Aim of the exercise:
Write out exactly the lines running from the one that contains "of the background" through the end of the material.

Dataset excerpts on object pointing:
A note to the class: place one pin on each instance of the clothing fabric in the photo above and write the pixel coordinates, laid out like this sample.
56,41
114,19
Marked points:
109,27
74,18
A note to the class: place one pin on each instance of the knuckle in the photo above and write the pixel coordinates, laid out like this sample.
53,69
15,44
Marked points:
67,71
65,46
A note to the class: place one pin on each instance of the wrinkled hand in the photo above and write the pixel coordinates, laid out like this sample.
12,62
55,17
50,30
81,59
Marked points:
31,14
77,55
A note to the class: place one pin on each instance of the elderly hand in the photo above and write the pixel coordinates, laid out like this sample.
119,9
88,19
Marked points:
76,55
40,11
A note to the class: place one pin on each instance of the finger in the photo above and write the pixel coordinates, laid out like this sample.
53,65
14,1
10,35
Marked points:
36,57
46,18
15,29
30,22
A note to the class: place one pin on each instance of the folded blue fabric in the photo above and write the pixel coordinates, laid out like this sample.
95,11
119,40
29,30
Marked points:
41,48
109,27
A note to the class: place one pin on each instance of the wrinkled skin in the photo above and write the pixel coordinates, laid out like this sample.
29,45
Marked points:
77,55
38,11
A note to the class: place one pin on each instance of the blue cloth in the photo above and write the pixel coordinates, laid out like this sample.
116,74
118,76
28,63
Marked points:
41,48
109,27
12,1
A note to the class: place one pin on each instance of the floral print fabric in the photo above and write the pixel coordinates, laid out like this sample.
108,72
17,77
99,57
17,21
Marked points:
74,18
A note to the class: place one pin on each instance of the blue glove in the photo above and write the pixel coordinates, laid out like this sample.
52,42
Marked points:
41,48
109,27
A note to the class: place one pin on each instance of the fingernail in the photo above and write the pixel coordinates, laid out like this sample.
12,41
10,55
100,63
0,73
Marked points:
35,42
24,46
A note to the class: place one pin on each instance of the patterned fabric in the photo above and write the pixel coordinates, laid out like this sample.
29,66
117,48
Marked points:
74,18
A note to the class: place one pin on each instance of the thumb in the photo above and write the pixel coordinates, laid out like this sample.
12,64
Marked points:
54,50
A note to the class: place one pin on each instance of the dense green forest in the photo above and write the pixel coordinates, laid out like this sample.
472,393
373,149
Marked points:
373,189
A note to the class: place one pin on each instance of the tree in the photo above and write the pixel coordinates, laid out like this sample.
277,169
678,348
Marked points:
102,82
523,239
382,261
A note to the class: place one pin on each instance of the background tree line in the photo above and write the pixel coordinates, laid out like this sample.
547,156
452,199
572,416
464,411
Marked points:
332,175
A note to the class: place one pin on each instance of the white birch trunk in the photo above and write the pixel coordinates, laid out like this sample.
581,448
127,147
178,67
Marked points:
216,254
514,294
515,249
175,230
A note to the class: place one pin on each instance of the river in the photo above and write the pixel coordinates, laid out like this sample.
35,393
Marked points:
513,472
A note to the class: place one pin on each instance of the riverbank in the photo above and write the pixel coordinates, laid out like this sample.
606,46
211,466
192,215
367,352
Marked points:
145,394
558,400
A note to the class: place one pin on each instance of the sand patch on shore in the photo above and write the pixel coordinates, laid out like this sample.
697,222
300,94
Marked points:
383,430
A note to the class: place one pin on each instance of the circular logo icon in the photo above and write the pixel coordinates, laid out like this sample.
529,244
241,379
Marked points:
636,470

Response to this exercise:
A note to the class: place one pin on each instance of the background tree line in the photo above and write the pixel coordinates, laid out like this sample.
547,156
452,199
572,416
464,411
Marked points:
332,175
A note to the class: place one pin on each instance of the white birch trunk in the photo above and write the pixel coordinates, laid out like this sample.
581,448
127,147
178,67
Marked points:
216,254
514,294
515,249
175,230
A note to the class: place one pin on each instance of the river in the photo above and write the pixel coordinates, laid out like this sample.
35,393
Marked points:
513,472
A note to the class: place one pin on each instance of the riverbank in the photo above and write the pixel coordinates, laid out like this sample.
606,46
211,466
192,215
367,352
Marked points:
145,394
558,400
A note to the class: place one pin on each instance of the sand patch on shore in the photo above and write the pixel coordinates, laid out like this sample.
697,222
300,94
Marked points:
383,430
A note to the class: place one pin on each instance of the circular logo icon in the photo above and write the pixel coordinates, laid out like this sample.
529,244
241,379
Marked points:
636,470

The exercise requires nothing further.